═══ Provided records ═══
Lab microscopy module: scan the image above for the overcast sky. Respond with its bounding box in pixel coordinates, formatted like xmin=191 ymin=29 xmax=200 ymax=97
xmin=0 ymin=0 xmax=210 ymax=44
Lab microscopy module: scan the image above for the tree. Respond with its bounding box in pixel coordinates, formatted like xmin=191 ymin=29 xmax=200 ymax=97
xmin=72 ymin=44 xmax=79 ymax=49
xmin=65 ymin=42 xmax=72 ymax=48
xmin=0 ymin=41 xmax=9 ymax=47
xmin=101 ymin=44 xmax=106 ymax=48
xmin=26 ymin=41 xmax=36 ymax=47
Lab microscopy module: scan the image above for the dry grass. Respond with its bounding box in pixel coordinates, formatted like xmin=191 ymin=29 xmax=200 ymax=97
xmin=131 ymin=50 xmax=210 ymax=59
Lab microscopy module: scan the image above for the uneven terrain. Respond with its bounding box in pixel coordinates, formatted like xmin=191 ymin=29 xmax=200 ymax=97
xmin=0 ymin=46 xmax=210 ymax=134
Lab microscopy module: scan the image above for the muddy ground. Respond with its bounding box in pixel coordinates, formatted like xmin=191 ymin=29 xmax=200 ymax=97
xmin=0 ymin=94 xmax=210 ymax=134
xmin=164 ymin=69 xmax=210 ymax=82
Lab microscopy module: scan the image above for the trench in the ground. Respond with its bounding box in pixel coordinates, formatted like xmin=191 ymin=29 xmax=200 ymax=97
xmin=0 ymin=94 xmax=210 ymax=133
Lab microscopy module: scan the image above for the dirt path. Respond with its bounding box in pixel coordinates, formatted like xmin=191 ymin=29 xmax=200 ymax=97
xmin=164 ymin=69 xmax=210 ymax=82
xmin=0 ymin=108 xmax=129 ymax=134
═══
**Work to complete:** Copy every one of the rows above character for character, with no changes.

**Task result:**
Lab microscopy module: scan the image above for the overcast sky. Respond with its bounding box in pixel coordinates, formatted like xmin=191 ymin=29 xmax=200 ymax=97
xmin=0 ymin=0 xmax=210 ymax=44
Lab microscopy module: scan the image above for the tree. Respond with its bounding box in pixel coordinates, formatted like xmin=191 ymin=29 xmax=200 ymax=97
xmin=72 ymin=44 xmax=79 ymax=49
xmin=65 ymin=42 xmax=72 ymax=48
xmin=0 ymin=41 xmax=9 ymax=47
xmin=101 ymin=44 xmax=106 ymax=48
xmin=26 ymin=41 xmax=36 ymax=47
Lab microscopy module: scan the image above for the dry grass. Respond with its bounding box in pixel coordinates, formatted like xmin=191 ymin=29 xmax=200 ymax=97
xmin=131 ymin=50 xmax=210 ymax=59
Lab microscopy module: scan the image above for the uneven terrain. Respond with its bounding box in pixel coordinates, formatted like xmin=191 ymin=29 xmax=200 ymax=97
xmin=0 ymin=46 xmax=210 ymax=134
Lab microscopy module: scan the image above for the muddy ground. Respond with its bounding box in pixel coordinates, formatted like xmin=191 ymin=29 xmax=200 ymax=97
xmin=0 ymin=94 xmax=210 ymax=134
xmin=164 ymin=69 xmax=210 ymax=82
Lab microscopy module: scan the image above for the trench in the ground. Respond with its bounding box in pixel coordinates, formatted like xmin=191 ymin=29 xmax=200 ymax=97
xmin=0 ymin=94 xmax=210 ymax=133
Lab microscopy module: scan the image above for the dirt path. Respond with its bounding box in pixel coordinates, formatted like xmin=191 ymin=29 xmax=200 ymax=97
xmin=164 ymin=69 xmax=210 ymax=82
xmin=0 ymin=108 xmax=129 ymax=134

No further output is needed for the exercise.